Entries from a dataset

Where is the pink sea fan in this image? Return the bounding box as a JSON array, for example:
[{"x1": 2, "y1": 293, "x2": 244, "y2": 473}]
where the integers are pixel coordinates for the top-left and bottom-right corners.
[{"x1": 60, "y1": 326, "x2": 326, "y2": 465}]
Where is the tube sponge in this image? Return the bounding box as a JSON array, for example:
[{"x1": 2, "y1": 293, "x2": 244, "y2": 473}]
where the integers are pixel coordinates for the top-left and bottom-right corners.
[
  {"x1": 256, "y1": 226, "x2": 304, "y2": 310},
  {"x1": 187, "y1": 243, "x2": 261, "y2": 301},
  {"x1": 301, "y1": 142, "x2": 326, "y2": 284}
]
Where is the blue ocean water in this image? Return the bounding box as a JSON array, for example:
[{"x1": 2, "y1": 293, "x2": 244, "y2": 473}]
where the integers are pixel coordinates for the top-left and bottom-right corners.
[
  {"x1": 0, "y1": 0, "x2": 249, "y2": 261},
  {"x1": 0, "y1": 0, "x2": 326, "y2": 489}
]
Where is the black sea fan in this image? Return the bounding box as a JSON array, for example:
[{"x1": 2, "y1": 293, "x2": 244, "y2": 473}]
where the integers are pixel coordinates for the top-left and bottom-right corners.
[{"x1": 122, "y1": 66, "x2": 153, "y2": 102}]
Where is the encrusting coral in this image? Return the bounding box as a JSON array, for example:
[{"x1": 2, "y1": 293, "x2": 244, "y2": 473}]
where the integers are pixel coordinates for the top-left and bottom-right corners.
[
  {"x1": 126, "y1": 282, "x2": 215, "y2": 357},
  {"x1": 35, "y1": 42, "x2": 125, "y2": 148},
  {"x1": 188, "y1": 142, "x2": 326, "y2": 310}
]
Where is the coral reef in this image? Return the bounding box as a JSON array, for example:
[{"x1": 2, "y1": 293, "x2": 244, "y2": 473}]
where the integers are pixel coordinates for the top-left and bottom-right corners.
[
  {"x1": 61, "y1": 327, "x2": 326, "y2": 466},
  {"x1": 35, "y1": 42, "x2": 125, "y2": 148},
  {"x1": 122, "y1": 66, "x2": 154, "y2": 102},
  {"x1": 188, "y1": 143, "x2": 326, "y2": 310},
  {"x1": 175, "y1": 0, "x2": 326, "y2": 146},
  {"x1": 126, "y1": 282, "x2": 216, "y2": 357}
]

* [Exercise directions] Return every line unchanged, starting at the line that contains "Where is the black" and ending with the final line.

* [Written answer]
Where is the black sea fan in this image? Return the bounding box as a JSON array, for example:
[{"x1": 2, "y1": 293, "x2": 244, "y2": 473}]
where the integers are pixel coordinates for the top-left and bottom-right corners.
[{"x1": 122, "y1": 66, "x2": 153, "y2": 102}]
Where is the encrusting coral in this image? Return the bounding box as a JSON array, for example:
[{"x1": 2, "y1": 293, "x2": 244, "y2": 473}]
where the integers are pixel coordinates for the top-left and bottom-right corners.
[
  {"x1": 126, "y1": 282, "x2": 215, "y2": 357},
  {"x1": 35, "y1": 42, "x2": 125, "y2": 148},
  {"x1": 188, "y1": 142, "x2": 326, "y2": 310}
]
Where is the coral reef in this image? Return the bounding box as a JSON array, for example:
[{"x1": 2, "y1": 293, "x2": 244, "y2": 473}]
where the integers are pixel coordinates for the top-left and bottom-right corners.
[
  {"x1": 61, "y1": 327, "x2": 326, "y2": 466},
  {"x1": 35, "y1": 42, "x2": 125, "y2": 148},
  {"x1": 122, "y1": 66, "x2": 154, "y2": 102},
  {"x1": 188, "y1": 143, "x2": 326, "y2": 310},
  {"x1": 175, "y1": 0, "x2": 326, "y2": 146},
  {"x1": 126, "y1": 282, "x2": 216, "y2": 357}
]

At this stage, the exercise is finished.